*Lista de tareas*.
1. Según el comentario sobre el discipulado, ¿cuáles son las tres condiciones para ser discípulo de Jesús?
2. Vuelve a escribir, sin cambiar nada, el trozo del comentario sobre el discipulado que empieza con las palabras "En el evangelio de este" y termina con "debe entenderse bien.".
3. Sigue escribiendo el comentario sobre el discipulado a partir de donde se queda.

*Fragmento de origen*.

╔══

XXIII Domingo del Tiempo Ordinario, Ciclo C
Para ser discípulo mío
Esta es la frase que más se repite en el Evangelio de hoy (Lc 14,25-33) y revela
una vez más la radicalidad de la vida verdaderamente cristiana. A lo largo del
camino hacia Jerusalén Jesús da instrucciones a sus discípulos mostrándoles los
comportamientos, actitudes y valores propios del Reinado de Dios en la vida
humana, los cuales fueron encarnados y vividos en primer lugar por el mismo
Jesús. Posteriormente los cristianos los asumieron y desarrollaron generando un
estilo de vida nuevo y un mundo de valores alternativo. La ruptura con las normas
familiares como exigencia del seguimiento, la desvinculación de la propia familia y
de los bienes desde la radicalidad en el seguimiento de Jesús, la inversión de los
valores patente en las bienaventuranzas relativas a la pobreza, al hambre y al
sufrimiento, la renuncia a todo tipo de violencia, el amor a los enemigos, así como
la vida marginal inherente a la misión constituyen los aspectos básicos de la
conducta de Jesús y de sus seguidores.
En el evangelio de este domingo (Lc 14,25-33) se encuentran los rasgos de
identidad propios del discipulado. La renuncia a la familia, la disposición a cargar
con la cruz propia y el desprendimiento de los bienes recapitulan las tres
condiciones para pertenecer al discipulado de Jesús. La primera de ellas resulta
desconcertante: “Quien no odia a su padre y a su madre no puede ser discípulo
mío”. El dicho, en esta forma simple, aplicados los criterios de historicidad, puede
proceder directamente de los labios de Jesús, pero debe entenderse bien.
Esta sentencia no quiere generar ningún tipo de odio hacia los padres, sino que
resalta la radicalidad extrema de la fidelidad a Jesús y al Reino de Dios de parte de
los discípulos. Una radicalidad que se debe interpretar como expresión de la gran
libertad que debe caracterizar la entrega de la vida del discípulo en el seguimiento
del crucificado. Lucas recogió este dicho de Jesús (Lc 14,26-27), presente también
en Mateo (cf. Mt 10,37-38), y por tanto procedente de la fuente Q de los dichos del
Señor, lo colocó en el marco de las exigencias a los discípulos (Lc 14,25-33) y
amplió la lista de familiares a los que hay renunciar para ser discípulo, incluyendo
entre ellos a la mujer, a los hijos, a los hermanos y a las hermanas, así como la
necesidad de desprenderse de todos los bienes (Lc 14,33). La vida del discípulo
comporta, pues, un cambio de valores desde las categorías evangélicas y conlleva
la capacidad de renuncia y de sacrificio, cargando con la cruz, para luchar con total
disponibilidad y libertad por la causa del Reino de Dios y su justicia.

╚══

*Fragmentos de datos*.
╔══

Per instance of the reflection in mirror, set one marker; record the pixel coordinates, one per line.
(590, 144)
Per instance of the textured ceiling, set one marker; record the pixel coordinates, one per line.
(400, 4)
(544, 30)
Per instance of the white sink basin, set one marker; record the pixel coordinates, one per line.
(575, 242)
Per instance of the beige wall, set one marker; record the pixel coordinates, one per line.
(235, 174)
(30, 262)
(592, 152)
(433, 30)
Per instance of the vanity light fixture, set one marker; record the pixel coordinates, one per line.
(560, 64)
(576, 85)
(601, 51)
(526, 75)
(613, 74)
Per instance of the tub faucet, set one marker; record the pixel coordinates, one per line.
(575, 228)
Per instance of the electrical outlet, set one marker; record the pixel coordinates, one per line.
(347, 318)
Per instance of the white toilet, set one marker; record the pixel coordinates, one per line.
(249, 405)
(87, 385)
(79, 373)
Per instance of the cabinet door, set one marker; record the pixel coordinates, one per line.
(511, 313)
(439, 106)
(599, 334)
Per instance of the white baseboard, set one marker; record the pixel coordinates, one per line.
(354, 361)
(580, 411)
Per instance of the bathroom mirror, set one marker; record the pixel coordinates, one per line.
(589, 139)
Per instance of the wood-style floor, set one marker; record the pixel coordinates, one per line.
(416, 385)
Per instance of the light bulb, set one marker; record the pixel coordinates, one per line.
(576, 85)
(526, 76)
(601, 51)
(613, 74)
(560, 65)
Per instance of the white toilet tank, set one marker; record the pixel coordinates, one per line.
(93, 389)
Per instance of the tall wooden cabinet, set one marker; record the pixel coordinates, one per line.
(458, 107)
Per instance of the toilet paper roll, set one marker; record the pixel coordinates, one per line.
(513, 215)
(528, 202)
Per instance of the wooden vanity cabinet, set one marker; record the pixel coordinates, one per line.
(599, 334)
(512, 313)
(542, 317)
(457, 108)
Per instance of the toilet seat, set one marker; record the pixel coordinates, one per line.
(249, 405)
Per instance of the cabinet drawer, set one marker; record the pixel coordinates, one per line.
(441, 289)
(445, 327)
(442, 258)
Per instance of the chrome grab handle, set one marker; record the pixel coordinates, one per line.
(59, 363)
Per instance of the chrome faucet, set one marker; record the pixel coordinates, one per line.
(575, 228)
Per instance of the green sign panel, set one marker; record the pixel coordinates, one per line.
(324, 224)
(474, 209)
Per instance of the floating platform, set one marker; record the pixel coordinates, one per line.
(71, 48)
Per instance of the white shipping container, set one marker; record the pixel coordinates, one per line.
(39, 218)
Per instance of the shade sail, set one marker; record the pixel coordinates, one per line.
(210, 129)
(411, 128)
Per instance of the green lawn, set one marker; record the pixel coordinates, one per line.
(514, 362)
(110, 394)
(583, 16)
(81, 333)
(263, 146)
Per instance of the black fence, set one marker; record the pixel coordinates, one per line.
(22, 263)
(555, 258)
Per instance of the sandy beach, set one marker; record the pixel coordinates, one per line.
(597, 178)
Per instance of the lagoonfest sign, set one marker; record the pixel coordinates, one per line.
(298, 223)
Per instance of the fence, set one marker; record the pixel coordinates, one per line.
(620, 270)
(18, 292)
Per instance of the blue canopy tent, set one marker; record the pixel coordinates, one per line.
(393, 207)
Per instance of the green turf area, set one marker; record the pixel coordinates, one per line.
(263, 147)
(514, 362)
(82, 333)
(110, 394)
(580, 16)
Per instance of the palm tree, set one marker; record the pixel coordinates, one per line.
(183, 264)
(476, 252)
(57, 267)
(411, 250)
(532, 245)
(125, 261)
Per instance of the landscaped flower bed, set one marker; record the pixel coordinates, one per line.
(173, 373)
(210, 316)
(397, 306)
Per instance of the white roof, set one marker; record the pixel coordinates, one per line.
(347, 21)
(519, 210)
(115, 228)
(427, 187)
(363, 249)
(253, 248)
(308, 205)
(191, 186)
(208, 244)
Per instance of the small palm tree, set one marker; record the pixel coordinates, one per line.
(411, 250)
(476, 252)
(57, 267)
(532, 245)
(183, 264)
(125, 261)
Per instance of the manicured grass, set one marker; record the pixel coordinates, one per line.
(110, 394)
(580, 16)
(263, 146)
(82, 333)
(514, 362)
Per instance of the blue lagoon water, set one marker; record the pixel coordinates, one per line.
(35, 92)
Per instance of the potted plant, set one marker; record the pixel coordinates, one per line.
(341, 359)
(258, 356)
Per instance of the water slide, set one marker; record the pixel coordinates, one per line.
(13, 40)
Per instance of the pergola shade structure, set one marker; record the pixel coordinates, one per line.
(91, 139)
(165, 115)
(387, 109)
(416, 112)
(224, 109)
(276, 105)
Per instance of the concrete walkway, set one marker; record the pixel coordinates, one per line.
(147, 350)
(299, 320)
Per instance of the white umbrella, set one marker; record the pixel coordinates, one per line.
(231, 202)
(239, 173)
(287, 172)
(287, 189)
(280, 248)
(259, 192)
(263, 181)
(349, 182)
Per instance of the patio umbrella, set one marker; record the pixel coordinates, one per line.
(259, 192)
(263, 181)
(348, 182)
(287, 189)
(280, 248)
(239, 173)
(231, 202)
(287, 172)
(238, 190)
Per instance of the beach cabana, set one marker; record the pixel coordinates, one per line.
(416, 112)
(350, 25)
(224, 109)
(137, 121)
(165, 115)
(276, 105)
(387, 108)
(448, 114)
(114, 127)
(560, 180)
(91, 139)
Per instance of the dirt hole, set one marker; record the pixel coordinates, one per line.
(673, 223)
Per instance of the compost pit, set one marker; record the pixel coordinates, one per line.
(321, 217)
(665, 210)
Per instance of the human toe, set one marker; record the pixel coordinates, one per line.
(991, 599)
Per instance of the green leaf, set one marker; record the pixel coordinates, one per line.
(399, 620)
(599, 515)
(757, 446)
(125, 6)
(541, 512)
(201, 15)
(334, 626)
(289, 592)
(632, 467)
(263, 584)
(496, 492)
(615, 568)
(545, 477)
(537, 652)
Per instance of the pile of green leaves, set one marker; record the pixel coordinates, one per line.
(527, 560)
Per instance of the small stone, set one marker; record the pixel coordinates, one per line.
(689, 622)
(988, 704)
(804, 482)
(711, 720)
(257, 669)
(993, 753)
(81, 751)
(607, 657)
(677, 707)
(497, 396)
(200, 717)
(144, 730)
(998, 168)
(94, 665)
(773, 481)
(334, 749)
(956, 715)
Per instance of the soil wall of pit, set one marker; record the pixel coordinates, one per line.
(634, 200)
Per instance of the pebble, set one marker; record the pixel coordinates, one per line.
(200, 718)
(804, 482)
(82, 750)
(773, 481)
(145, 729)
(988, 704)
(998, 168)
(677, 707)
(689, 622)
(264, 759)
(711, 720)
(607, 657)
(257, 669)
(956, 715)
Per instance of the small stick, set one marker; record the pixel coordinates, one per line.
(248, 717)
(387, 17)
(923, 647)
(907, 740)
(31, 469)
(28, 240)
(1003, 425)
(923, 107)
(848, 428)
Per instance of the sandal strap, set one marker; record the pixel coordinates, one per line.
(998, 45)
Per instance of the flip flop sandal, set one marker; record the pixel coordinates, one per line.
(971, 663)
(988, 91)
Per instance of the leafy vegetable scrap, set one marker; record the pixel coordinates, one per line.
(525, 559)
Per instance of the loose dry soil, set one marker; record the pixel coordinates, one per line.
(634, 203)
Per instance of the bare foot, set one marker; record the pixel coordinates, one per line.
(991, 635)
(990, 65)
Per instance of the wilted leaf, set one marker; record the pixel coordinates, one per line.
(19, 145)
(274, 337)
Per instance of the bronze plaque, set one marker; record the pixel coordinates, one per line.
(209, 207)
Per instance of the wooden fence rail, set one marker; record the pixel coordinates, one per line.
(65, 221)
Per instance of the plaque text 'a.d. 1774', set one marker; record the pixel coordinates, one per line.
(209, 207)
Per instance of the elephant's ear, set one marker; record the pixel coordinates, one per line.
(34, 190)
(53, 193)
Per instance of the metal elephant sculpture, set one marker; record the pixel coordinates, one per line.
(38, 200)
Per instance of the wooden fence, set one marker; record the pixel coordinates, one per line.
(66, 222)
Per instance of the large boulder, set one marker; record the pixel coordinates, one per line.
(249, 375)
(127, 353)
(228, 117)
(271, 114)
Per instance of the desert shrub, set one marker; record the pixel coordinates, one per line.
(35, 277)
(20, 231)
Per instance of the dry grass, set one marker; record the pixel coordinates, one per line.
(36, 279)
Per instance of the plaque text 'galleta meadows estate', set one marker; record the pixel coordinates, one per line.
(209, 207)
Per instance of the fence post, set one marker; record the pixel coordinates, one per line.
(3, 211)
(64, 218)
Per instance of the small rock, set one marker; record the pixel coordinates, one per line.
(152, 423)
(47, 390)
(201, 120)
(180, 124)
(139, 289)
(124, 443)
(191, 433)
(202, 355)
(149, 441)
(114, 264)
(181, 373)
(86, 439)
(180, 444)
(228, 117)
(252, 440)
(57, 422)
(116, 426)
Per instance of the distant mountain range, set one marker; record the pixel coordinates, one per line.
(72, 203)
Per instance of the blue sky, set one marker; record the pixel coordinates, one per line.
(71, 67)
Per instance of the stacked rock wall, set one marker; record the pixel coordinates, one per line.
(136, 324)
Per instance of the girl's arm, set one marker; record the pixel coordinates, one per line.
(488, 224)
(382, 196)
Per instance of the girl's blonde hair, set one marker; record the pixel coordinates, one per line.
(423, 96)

╚══

*Las respuestas*.
1. La renuncia a la familia, la disposición a cargar con la cruz propia y el desprendimiento de los bienes.

2.
En el evangelio de este domingo (Lc 14,25-33) se encuentran los rasgos de
identidad propios del discipulado. La renuncia a la familia, la disposición a cargar
con la cruz propia y el desprendimiento de los bienes recapitulan las tres
condiciones para pertenecer al discipulado de Jesús. La primera de ellas resulta
desconcertante: “Quien no odia a su padre y a su madre no puede ser discípulo
mío”. El dicho, en esta forma simple, aplicados los criterios de historicidad, puede
proceder directamente de los labios de Jesús, pero debe entenderse bien.

3.
No menos llamativa es la renuncia a sí mismo, entendida esta vez como cargar con
la “propia cruz”. Este dicho está en la tradición sinóptica, pero Lucas lo personaliza
aún más. De igual modo que antes había añadido a la serie de renuncias familiares
la de la propia vida, ahora destaca el tema de la propia cruz. Cada cual tiene que
asumir las dificultades propias, pero tampoco hay que buscar las cruces de la vida,
pues vienen solas y hay que saber afrontarlas. Con todo, lo más importante de este
dicho no es sólo el aspecto de cargar con la cruz sino el de seguir “detrás de Jesús”,
pues en eso consiste ser discípulo. Ir con Jesús, tras sus huellas y detrás de él es,
con mucho, lo mejor de la vida discipular. No vamos a la deriva, sino con él y
detrás de él.
Por eso la tercera condición es también radical y deriva de la alegría y del
entusiasmo de seguir al Señor. Después de las comparaciones lucanas relativas a la
construcción de una torre y a la batalla de un rey, para los cuales se necesita hacer
bien los cálculos con tal de no caer en el fracaso, la condición de la renuncia a todos
los bienes es propia y exclusiva de Lucas y sella todo lo dicho hasta ahora en el
viaje a Jerusalén, también en lo relativo a la relación con la economía y con el uso
de los bienes. La prontitud y la libertad del discípulo requieren una concentración
tal en el Reinado de Dios que se ha de vivir en la pobreza auténtica, en el
desprendimiento de los bienes.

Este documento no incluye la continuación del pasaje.